THE TASK >>
If a line of the entries below includes the word "pouch", it counts; state the total and nothing further.

Records from a data source:
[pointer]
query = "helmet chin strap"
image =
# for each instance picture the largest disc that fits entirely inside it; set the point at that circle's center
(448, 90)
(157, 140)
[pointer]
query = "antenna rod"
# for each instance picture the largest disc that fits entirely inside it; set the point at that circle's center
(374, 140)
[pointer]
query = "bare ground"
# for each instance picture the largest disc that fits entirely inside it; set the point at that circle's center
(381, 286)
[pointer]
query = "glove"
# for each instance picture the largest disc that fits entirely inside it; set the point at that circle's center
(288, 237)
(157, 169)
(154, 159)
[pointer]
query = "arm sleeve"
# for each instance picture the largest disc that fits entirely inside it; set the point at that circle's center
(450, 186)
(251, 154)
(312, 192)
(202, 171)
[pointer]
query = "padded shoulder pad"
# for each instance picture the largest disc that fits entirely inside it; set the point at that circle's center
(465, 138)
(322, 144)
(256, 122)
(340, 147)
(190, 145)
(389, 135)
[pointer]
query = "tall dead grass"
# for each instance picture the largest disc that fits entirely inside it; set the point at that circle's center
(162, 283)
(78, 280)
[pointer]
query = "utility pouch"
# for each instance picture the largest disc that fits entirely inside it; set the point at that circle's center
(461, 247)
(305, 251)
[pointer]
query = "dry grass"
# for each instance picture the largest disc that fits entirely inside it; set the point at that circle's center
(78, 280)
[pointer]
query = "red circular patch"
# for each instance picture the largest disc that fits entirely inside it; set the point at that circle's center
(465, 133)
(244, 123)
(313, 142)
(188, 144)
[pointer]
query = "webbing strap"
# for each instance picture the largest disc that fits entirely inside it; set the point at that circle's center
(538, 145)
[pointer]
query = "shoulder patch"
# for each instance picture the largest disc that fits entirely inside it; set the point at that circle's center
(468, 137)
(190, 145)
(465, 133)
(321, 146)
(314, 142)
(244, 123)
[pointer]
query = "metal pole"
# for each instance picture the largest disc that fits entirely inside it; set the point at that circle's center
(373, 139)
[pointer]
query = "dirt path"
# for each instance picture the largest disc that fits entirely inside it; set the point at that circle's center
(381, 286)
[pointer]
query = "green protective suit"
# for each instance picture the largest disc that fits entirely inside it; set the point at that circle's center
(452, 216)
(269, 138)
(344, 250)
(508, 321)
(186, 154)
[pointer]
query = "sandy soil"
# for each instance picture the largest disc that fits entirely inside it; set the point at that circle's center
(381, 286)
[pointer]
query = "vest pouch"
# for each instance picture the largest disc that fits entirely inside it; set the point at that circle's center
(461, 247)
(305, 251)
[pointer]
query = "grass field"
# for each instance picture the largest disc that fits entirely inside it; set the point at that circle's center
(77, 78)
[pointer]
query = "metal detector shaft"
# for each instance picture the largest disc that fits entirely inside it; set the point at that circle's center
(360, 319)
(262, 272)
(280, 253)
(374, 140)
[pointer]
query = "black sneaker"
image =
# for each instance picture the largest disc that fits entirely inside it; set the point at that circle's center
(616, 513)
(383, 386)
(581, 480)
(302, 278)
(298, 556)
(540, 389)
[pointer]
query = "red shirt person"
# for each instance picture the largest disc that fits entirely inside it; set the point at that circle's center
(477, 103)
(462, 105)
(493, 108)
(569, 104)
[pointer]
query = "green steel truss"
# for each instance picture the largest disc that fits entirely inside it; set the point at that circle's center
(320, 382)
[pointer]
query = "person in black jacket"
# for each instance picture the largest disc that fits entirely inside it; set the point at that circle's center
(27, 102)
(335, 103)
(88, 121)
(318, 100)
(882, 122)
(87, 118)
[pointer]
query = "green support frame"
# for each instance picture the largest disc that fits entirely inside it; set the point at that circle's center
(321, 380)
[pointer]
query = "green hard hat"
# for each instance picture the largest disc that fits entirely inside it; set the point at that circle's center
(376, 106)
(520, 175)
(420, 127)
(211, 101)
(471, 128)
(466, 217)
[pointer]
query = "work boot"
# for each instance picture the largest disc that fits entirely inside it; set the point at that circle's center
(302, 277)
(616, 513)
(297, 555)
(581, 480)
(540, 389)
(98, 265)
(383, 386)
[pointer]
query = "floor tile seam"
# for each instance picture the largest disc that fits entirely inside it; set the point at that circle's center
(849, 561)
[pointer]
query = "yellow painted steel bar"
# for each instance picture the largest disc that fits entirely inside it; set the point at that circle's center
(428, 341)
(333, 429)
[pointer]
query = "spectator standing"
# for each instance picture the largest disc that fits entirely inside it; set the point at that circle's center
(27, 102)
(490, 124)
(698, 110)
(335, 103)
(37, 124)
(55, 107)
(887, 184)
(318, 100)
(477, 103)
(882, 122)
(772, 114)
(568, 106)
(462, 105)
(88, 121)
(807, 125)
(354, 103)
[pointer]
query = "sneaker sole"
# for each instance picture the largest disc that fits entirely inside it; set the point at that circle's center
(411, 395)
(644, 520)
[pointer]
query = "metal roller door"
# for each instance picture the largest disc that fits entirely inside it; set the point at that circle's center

TASK ANSWER >>
2